* _Provided passage_
UNITED STATES DISTRICT COURT WESTERN DISTRICT OF WASHINGTON AT TACOMA
Dec 18, 2020
Case No. C20-5236 RSM (W.D. Wash. Dec. 18, 2020)

Opinion

Case No. C20-5236 RSM

12-18-2020

MELISSA D., Plaintiff, v. COMMISSIONER OF SOCIAL SECURITY, Defendant.


ORDER REVERSING AND REMANDING DEFENDANT'S DECISION TO DENY BENEFITS

Plaintiff seeks review of the denial of her application for Supplemental Security Income Benefits. Plaintiff contends the ALJ erred by rejecting Plaintiff's symptom testimony, rejecting the opinions of Brian Nelson, D.O., and failing to account for Plaintiff's fibromyalgia in the residual functional capacity ("RFC") assessment. Pl. Op. Br. (Dkt. 22), p. 1. As discussed below, the Court REVERSES the Commissioner's final decision and REMANDS the matter for further administrative proceedings under sentence four of 42 U.S.C. § 405(g).

BACKGROUND

Plaintiff is 43 years old, has a tenth grade education, and has no past relevant work. See Admin. Record ("AR") 30-31, 45, 103. On April 26, 2017, Plaintiff applied for benefits, alleging disability as of February 1, 2011. AR 103-04. Plaintiff's applications were denied initially and on reconsideration. AR 102-32. After the ALJ conducted a hearing on October 22, 2018, the ALJ issued a decision finding Plaintiff not disabled. AR 17-32, 37-73. In relevant part, the ALJ found Plaintiff had severe impairments of fibromyalgia, sciatica, periodic limb movement disorder, posttraumatic stress disorder ("PTSD"), insomnia, thoracic/lumbar strain, and obesity. AR 20. The ALJ found Plaintiff had the RFC to perform light work, with additional exertional, postural, and environmental limitations. AR 23. The ALJ found Plaintiff had cognitive, social, and adaptive limitations. AR 23-24. The Appeals Council denied review, making the ALJ's decision the Commissioner's final decision. AR 1-3.

DISCUSSION

This Court may set aside the Commissioner's denial of Social Security benefits only if the ALJ's decision is based on legal error or not supported by substantial evidence in the record as a whole. Trevizo v. Berryhill, 871 F.3d 664, 674 (9th Cir. 2017). The ALJ is responsible for evaluating evidence, resolving conflicts in medical testimony, and resolving any other ambiguities that might exist. Andrews v. Shalala, 53 F.3d 1035, 1039 (9th Cir. 1995). Although the Court is required to examine the record as a whole, it may neither reweigh the evidence nor substitute its judgment for that of the ALJ. Thomas v. Barnhart, 278 F.3d 947, 954 (9th Cir. 2002). When the evidence is susceptible to more than one interpretation, the ALJ's interpretation must be upheld if rational. Burch v. Barnhart, 400 F.3d 676, 680-81 (9th Cir. 2005). This Court "may not reverse an ALJ's decision on account of an error that is harmless." Molina v. Astrue, 674 F.3d 1104, 1111 (9th Cir. 2012).

(Referring expression pointing data)
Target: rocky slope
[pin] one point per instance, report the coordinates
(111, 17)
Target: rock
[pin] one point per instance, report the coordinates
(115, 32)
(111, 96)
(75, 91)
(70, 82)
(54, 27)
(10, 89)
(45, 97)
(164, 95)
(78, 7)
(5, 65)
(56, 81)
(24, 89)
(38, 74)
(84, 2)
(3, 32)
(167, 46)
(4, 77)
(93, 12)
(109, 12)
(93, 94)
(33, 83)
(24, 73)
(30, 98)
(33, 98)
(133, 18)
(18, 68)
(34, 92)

* _Things to do_
1. Can you set down the Social Security order word for word, starting with "MELISSA D., Plaintiff, v." and going on through "U.S.C. § 405(g)."?
2. How would the Social Security order go on? Supply its next part, picking up right after its last sentence.
The pointing material is separate from the Social Security order.

* _Responses by item number_
1.
MELISSA D., Plaintiff, v. COMMISSIONER OF SOCIAL SECURITY, Defendant.


ORDER REVERSING AND REMANDING DEFENDANT'S DECISION TO DENY BENEFITS

Plaintiff seeks review of the denial of her application for Supplemental Security Income Benefits. Plaintiff contends the ALJ erred by rejecting Plaintiff's symptom testimony, rejecting the opinions of Brian Nelson, D.O., and failing to account for Plaintiff's fibromyalgia in the residual functional capacity ("RFC") assessment. Pl. Op. Br. (Dkt. 22), p. 1. As discussed below, the Court REVERSES the Commissioner's final decision and REMANDS the matter for further administrative proceedings under sentence four of 42 U.S.C. § 405(g).

2.
1. Plaintiff's Symptom Testimony

Plaintiff argues the ALJ erred in rejecting her symptom testimony. Pl. Op. Br., pp. 3-7. Plaintiff testified she has limited mobility due to fibromyalgia and overall pain. See AR 50, 232. She testified she can stand for about 15 to 20 minutes with mild pain, and five minutes with severe pain. Id. She testified she uses an electric cart to get around when she goes to the grocery store. AR 51. She testified she could sit for about 20 minutes at a time. AR 52. She testified she needs to recline for about five hours in an average day. AR 53. Plaintiff testified she could lift about five pounds without severe pain. AR 55. She testified she has bad days with her pain once or twice a week where she cannot get out of bed. AR 56. She reported she could walk for about 16 blocks before needing to stop and rest. AR 237.

Plaintiff inexplicably contends the ALJ failed to give "germane" reasons for rejecting Plaintiff's symptom testimony. Pl. Op. Br., p. 3. An ALJ is required to meet a higher standard than this, and counsel risks prejudicing his own client by suggesting a lower standard.

Plaintiff testified she has anxiety, which increases in severity when she is around a lot of people, sometimes to the point where she will black out. See AR 51, 63, 238. She testified her depression and anxiety increase her pain and make it difficult to concentrate. AR 59-60. She testified her depression causes her to socially isolate at times. AR 61, 64.

Where, as here, an ALJ determines a claimant has presented objective medical evidence establishing underlying impairments that could cause the symptoms alleged, and there is no affirmative evidence of malingering, the ALJ can only discount the claimant's testimony as to symptom severity "by offering specific, clear and convincing reasons for doing so. This is not an easy requirement to meet." Garrison v. Colvin, 759 F.3d 995, 1014-15 (9th Cir. 2014). The ALJ failed to meet this standard.

The ALJ first erred in finding Plaintiff's testimony was inconsistent with the medical record. See AR 26-27. An ALJ may reject a claimant's symptom testimony when it is contradicted by the medical evidence. See Carmickle v. Comm'r, Soc. Sec. Admin., 533 F.3d 1155, 1161 (9th Cir. 2008) (citing Johnson v. Shalala, 60 F.3d 1428, 1434 (9th Cir.1995)). But the ALJ must explain how the medical evidence contradicts the claimant's testimony. See Dodrill v. Shalala, 12 F.3d 915, 918 (9th Cir. 1993). The ALJ failed to do that here.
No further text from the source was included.